WHAT TO PRODUCE:
Could you copy the records from the line containing "Target: dark wood dresser" through the end of the records, inclusive, shifting every bounding-box coordinate in the answers by -56 and leaving out the pictures? Keep all other lines unchanged, including the requests and their sample coordinates.

STORED RECORDS:
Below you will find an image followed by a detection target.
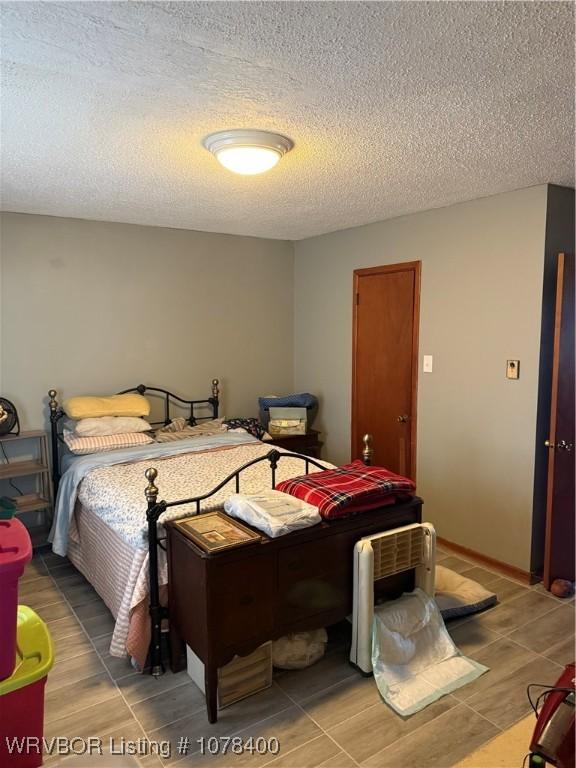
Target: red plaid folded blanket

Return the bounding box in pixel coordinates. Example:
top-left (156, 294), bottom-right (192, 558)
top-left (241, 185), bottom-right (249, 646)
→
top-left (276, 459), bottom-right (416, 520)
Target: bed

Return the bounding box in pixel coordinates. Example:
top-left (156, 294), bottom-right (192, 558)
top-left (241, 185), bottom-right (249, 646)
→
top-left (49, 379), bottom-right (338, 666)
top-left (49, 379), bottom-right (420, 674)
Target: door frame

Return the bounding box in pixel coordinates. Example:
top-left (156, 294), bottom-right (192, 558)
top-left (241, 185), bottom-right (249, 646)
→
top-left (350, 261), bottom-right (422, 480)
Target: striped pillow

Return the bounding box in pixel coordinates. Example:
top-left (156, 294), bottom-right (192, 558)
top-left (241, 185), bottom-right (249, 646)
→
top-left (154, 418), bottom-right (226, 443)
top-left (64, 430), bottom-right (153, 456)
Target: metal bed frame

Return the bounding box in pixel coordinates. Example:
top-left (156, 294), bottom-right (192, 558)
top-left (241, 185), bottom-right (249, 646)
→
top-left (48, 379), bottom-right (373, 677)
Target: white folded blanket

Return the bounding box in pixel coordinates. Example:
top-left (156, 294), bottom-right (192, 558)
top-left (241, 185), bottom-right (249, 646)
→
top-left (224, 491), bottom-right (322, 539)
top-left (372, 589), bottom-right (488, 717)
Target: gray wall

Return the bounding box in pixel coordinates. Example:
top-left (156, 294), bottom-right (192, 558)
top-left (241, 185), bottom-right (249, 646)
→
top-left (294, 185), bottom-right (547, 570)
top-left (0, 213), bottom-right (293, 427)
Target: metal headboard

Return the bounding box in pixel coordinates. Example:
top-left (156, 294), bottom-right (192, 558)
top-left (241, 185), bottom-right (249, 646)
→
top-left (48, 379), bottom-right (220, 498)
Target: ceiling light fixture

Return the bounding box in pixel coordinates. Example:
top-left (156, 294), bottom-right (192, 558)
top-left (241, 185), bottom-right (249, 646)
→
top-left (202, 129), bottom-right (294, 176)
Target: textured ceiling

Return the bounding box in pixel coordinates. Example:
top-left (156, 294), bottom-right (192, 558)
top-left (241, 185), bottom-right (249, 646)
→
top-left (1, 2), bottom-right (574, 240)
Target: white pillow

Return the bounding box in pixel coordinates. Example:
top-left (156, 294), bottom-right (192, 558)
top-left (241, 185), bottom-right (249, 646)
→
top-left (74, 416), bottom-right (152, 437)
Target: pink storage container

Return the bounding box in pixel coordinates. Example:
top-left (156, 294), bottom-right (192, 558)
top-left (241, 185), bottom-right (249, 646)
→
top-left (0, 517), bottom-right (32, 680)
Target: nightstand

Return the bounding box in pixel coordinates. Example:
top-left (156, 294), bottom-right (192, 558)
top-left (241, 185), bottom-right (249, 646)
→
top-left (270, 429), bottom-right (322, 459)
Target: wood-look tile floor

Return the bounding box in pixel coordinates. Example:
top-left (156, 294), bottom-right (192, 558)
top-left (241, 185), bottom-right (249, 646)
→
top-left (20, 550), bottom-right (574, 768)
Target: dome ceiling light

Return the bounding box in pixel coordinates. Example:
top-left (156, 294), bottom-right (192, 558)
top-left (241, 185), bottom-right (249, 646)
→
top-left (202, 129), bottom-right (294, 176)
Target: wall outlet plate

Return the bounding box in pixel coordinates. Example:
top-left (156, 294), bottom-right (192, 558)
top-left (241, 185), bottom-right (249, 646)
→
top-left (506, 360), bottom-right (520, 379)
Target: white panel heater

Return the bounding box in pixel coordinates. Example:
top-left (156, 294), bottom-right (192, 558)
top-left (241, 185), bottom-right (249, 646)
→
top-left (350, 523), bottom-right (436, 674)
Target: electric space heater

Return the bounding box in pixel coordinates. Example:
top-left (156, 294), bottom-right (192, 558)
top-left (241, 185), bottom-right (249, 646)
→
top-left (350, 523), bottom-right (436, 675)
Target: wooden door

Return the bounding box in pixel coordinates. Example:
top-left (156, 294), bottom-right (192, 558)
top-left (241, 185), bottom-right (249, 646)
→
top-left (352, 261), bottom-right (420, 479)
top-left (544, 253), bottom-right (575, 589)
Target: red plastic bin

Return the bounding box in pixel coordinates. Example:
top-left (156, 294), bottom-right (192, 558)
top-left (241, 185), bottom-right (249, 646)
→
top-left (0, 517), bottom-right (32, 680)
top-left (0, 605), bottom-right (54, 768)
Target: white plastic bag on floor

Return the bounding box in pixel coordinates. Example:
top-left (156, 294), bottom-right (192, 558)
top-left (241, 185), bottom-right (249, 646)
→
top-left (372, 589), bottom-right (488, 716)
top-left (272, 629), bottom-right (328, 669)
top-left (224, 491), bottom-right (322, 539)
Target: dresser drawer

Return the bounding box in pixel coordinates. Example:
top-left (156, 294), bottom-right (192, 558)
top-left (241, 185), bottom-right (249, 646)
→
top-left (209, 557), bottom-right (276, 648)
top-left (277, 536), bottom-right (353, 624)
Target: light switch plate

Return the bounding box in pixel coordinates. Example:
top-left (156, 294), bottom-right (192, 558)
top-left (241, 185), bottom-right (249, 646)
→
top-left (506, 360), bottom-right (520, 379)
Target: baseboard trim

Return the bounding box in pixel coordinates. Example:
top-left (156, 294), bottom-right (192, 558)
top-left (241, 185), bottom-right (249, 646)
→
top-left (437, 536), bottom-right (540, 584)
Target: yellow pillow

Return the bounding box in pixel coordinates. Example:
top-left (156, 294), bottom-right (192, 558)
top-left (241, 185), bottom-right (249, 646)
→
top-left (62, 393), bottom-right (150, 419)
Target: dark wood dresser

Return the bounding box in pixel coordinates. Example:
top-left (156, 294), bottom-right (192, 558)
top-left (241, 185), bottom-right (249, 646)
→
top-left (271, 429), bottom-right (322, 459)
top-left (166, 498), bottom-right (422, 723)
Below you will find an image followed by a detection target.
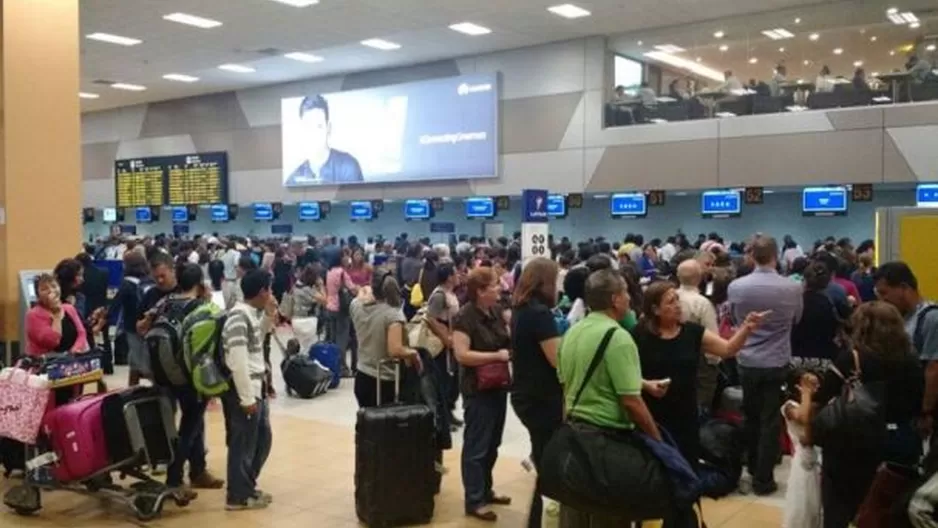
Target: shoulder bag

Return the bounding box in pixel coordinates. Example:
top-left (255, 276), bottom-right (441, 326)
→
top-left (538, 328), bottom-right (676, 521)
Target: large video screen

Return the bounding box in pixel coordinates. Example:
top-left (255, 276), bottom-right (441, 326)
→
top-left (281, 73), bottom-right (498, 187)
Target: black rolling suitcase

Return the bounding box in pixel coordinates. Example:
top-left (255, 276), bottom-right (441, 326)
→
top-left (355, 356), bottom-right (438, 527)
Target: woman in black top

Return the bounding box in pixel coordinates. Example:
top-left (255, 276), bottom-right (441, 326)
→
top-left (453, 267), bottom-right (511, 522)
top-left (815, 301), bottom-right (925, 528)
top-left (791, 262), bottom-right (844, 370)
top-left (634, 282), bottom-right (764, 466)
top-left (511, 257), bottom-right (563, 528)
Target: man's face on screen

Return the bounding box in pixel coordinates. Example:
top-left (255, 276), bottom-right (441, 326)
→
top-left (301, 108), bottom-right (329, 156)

TASK ANSWER:
Target: dark wood dresser

Return the bounding box in pixel coordinates. Example:
top-left (156, 294), bottom-right (192, 558)
top-left (241, 185), bottom-right (249, 646)
→
top-left (215, 373), bottom-right (266, 403)
top-left (110, 442), bottom-right (366, 667)
Below you will find an image followed by a detection target.
Target: shoulder bag

Return the bounding box in pixel coordinates. Example:
top-left (255, 276), bottom-right (441, 326)
→
top-left (482, 272), bottom-right (620, 465)
Target: large video screen

Return the bounding box in pixel coordinates. Example:
top-left (255, 276), bottom-right (441, 326)
→
top-left (225, 17), bottom-right (442, 131)
Target: black rolling suitcase

Return the bounding box in pixel coordinates. Example:
top-left (255, 276), bottom-right (441, 326)
→
top-left (299, 300), bottom-right (382, 471)
Target: woman in black top

Return the bounding box in pixel coordinates. Example:
top-left (255, 276), bottom-right (441, 326)
→
top-left (397, 211), bottom-right (455, 466)
top-left (759, 245), bottom-right (869, 472)
top-left (735, 206), bottom-right (788, 314)
top-left (578, 226), bottom-right (708, 410)
top-left (455, 201), bottom-right (507, 472)
Target: man's face on screen

Return the bounding box in pixel coordinates. Example:
top-left (255, 276), bottom-right (441, 326)
→
top-left (245, 52), bottom-right (273, 100)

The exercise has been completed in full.